• _Source data_
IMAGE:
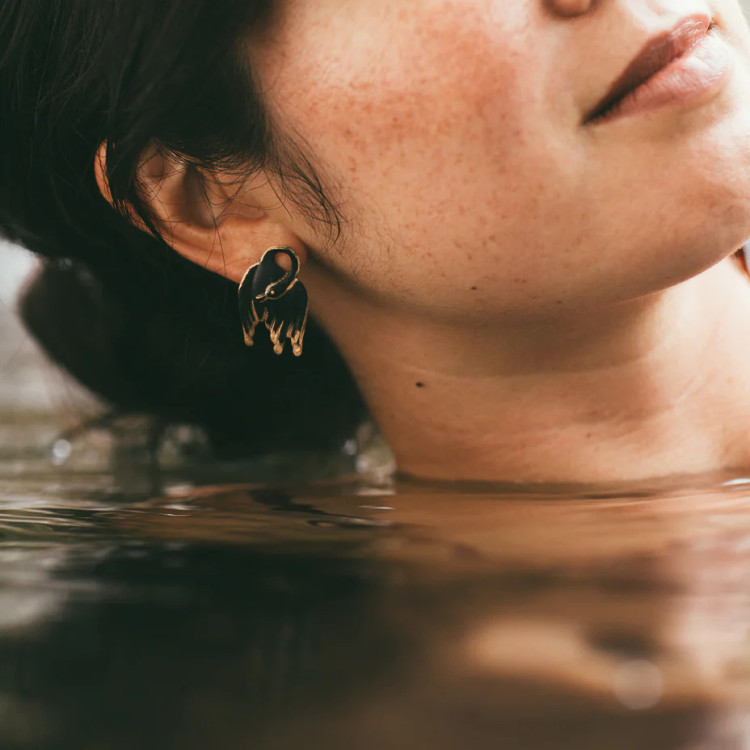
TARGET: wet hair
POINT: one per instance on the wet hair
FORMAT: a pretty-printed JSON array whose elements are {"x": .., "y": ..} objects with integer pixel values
[{"x": 133, "y": 321}]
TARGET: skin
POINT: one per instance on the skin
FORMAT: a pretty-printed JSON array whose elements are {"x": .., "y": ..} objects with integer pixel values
[{"x": 521, "y": 296}]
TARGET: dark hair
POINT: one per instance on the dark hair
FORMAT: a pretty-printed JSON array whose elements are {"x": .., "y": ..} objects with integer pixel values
[{"x": 123, "y": 313}]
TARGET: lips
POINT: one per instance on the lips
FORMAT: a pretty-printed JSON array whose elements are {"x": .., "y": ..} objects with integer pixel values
[{"x": 655, "y": 56}]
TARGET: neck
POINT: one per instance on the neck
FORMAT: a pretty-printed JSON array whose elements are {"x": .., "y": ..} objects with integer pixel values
[{"x": 656, "y": 387}]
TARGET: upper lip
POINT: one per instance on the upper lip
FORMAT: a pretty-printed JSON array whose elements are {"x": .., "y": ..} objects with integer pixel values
[{"x": 656, "y": 54}]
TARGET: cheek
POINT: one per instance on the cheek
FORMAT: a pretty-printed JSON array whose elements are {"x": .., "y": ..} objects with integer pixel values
[{"x": 427, "y": 128}]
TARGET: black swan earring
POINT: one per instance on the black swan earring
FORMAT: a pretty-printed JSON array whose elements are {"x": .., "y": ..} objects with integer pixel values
[{"x": 269, "y": 294}]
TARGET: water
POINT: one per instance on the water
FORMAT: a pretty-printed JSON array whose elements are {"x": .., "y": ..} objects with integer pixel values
[{"x": 147, "y": 610}]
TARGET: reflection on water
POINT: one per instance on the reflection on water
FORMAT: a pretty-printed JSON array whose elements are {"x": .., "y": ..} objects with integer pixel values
[{"x": 171, "y": 613}]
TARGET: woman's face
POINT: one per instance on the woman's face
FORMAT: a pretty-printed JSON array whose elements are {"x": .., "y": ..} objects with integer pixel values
[{"x": 451, "y": 135}]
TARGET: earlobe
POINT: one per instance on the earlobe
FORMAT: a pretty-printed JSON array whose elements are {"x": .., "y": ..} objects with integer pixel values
[{"x": 211, "y": 225}]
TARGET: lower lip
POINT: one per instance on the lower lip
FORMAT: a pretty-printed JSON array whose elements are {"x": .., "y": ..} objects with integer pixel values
[{"x": 695, "y": 78}]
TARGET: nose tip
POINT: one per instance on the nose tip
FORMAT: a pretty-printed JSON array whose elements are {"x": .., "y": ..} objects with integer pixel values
[{"x": 571, "y": 7}]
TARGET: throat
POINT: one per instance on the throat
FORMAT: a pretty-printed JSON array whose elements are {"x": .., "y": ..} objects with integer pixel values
[{"x": 651, "y": 390}]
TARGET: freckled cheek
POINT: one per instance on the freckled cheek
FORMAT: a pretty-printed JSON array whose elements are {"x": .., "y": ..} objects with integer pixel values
[{"x": 423, "y": 115}]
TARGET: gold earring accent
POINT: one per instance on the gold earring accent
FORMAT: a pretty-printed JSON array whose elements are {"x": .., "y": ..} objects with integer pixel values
[{"x": 269, "y": 294}]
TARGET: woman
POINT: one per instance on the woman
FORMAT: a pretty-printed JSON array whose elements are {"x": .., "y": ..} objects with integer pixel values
[{"x": 516, "y": 220}]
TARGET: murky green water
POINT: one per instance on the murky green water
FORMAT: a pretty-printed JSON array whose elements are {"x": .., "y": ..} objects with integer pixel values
[{"x": 143, "y": 609}]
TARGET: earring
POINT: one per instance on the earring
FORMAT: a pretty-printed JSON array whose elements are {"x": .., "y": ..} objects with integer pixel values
[{"x": 269, "y": 294}]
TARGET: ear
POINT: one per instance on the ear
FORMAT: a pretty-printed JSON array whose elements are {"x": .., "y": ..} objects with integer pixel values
[{"x": 220, "y": 225}]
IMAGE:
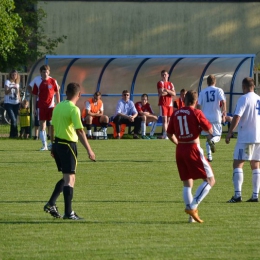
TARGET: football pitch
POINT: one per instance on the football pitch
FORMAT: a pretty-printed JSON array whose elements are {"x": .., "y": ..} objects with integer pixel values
[{"x": 131, "y": 201}]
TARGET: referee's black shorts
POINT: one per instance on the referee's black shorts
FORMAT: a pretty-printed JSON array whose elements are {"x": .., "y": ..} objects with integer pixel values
[{"x": 65, "y": 155}]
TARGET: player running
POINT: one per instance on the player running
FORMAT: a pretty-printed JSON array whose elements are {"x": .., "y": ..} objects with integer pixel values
[
  {"x": 212, "y": 102},
  {"x": 184, "y": 129}
]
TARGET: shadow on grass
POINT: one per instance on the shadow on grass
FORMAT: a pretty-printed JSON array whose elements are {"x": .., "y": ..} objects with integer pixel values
[
  {"x": 95, "y": 201},
  {"x": 113, "y": 222}
]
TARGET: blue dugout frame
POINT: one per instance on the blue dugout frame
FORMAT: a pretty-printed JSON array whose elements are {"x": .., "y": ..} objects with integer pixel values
[{"x": 144, "y": 59}]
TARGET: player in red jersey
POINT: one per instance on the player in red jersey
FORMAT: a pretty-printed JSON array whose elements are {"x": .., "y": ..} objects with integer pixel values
[
  {"x": 145, "y": 111},
  {"x": 184, "y": 129},
  {"x": 166, "y": 91},
  {"x": 44, "y": 88},
  {"x": 179, "y": 102}
]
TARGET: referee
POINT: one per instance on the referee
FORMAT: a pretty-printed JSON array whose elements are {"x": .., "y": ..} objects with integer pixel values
[{"x": 67, "y": 128}]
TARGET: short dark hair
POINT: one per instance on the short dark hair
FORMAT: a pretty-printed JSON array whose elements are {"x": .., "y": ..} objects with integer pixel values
[
  {"x": 97, "y": 93},
  {"x": 211, "y": 80},
  {"x": 191, "y": 97},
  {"x": 72, "y": 89},
  {"x": 248, "y": 82},
  {"x": 164, "y": 71},
  {"x": 45, "y": 67},
  {"x": 144, "y": 95}
]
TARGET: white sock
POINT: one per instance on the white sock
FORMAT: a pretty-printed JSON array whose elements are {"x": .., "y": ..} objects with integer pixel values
[
  {"x": 238, "y": 178},
  {"x": 201, "y": 193},
  {"x": 153, "y": 127},
  {"x": 43, "y": 138},
  {"x": 187, "y": 196},
  {"x": 143, "y": 127},
  {"x": 256, "y": 183},
  {"x": 208, "y": 148}
]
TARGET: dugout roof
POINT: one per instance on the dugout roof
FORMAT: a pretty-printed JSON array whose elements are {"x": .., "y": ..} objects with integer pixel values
[{"x": 139, "y": 74}]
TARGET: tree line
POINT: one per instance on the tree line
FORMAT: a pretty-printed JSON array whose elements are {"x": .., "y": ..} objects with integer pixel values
[{"x": 22, "y": 36}]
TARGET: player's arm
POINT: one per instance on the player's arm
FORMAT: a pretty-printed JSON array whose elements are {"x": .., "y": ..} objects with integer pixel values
[
  {"x": 223, "y": 107},
  {"x": 29, "y": 89},
  {"x": 82, "y": 138},
  {"x": 198, "y": 106},
  {"x": 34, "y": 103},
  {"x": 172, "y": 138},
  {"x": 58, "y": 94},
  {"x": 171, "y": 92},
  {"x": 233, "y": 125}
]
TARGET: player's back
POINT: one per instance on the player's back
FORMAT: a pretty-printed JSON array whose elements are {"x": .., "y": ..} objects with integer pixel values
[
  {"x": 248, "y": 108},
  {"x": 188, "y": 123},
  {"x": 209, "y": 100}
]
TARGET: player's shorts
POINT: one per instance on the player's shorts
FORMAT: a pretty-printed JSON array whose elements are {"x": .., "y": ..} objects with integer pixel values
[
  {"x": 166, "y": 111},
  {"x": 45, "y": 113},
  {"x": 37, "y": 122},
  {"x": 191, "y": 162},
  {"x": 247, "y": 152},
  {"x": 95, "y": 121},
  {"x": 217, "y": 130},
  {"x": 65, "y": 155}
]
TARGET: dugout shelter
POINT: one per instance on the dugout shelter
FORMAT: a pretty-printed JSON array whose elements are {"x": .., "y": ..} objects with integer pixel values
[{"x": 111, "y": 74}]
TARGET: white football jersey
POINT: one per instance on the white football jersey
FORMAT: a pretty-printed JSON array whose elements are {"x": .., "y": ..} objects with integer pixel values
[
  {"x": 248, "y": 108},
  {"x": 209, "y": 100}
]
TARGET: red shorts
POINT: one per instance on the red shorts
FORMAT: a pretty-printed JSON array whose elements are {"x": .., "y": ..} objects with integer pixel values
[
  {"x": 166, "y": 111},
  {"x": 191, "y": 162},
  {"x": 45, "y": 113},
  {"x": 95, "y": 121}
]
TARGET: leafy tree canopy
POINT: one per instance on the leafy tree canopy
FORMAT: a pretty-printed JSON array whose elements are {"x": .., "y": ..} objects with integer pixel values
[
  {"x": 29, "y": 39},
  {"x": 9, "y": 23}
]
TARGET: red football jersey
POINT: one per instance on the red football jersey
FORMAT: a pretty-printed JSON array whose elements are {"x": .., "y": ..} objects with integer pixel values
[
  {"x": 187, "y": 123},
  {"x": 165, "y": 100},
  {"x": 145, "y": 108},
  {"x": 45, "y": 89}
]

• _Task item_
Beginning at the line with "POINT: one per instance on the reflection" and stopping after the line with "POINT: one per instance on the lower lip", please write out every line of the data above exactly and nothing else.

• _Written response_
POINT: one per instance on the reflection on water
FORMAT: a pretty-printed JSON array whose elements are {"x": .., "y": ..} objects with integer pixel values
[{"x": 171, "y": 613}]
TARGET: woman's face
POINT: one per instance on the woman's face
FORMAT: a pretty-printed JSON array whose elements are {"x": .., "y": ..} objects with integer pixel values
[{"x": 451, "y": 135}]
TARGET: earlobe
POINT: one per instance on the earlobe
FORMAT: a pretty-printed JSON array whose elements are {"x": .., "y": ..} objects with integer pixel values
[{"x": 211, "y": 225}]
TARGET: lower lip
POINT: one per instance on the lower lip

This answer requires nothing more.